## Required actions:
1 > In the Lambert Moloi profile, condense the paragraph that begins "General Lambert Moloi, born" into a shorter version that keeps its main facts.
2 > Lay out the entries below as a JSON list of strings, with one string for each line and no strings for blank lines.

## Source text:
begin
- Born: 25 December 1932 Quting, Basotholand British Protectorate
- Died: 23 December 2013 (aged 80) Johannesburg
- Allegiance: South Africa
- Branch: South African Army; Umkhonto we Sizwe;
- Service years: 1962–1994 Umkhonto we Sizwe; 1994–1999 South African National Defence Force;
- Rank: Lieutenant General
- Commands: Chief of Service Corps; Umkhonto we Sizwe;
- Awards: Order for Meritorious Service OMSS Military Merit Medal MMM Operational Medal for Southern Africa

= Lambert Moloi =

South African military commander

General Lambert Moloi, born Lehlohonolo Moloi , was a South African military commander, and a former commander of the African National Congress's military wing, Umkhonto weSizwe.
end
## Stored data:
begin
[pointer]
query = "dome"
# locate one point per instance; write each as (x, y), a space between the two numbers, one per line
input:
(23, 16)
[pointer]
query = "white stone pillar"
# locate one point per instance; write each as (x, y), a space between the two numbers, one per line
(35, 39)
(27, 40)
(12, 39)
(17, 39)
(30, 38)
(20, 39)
end
## Solutions to the exercise:
1 > General Lambert Moloi, born Lehlohonolo Moloi, was a South African military commander who once led Umkhonto weSizwe, the African National Congress's military wing.

2 >
[
  "[pointer]",
  "query = \"dome\"",
  "# locate one point per instance; write each as (x, y), a space between the two numbers, one per line",
  "input:",
  "(23, 16)",
  "[pointer]",
  "query = \"white stone pillar\"",
  "# locate one point per instance; write each as (x, y), a space between the two numbers, one per line",
  "(35, 39)",
  "(27, 40)",
  "(12, 39)",
  "(17, 39)",
  "(30, 38)",
  "(20, 39)"
]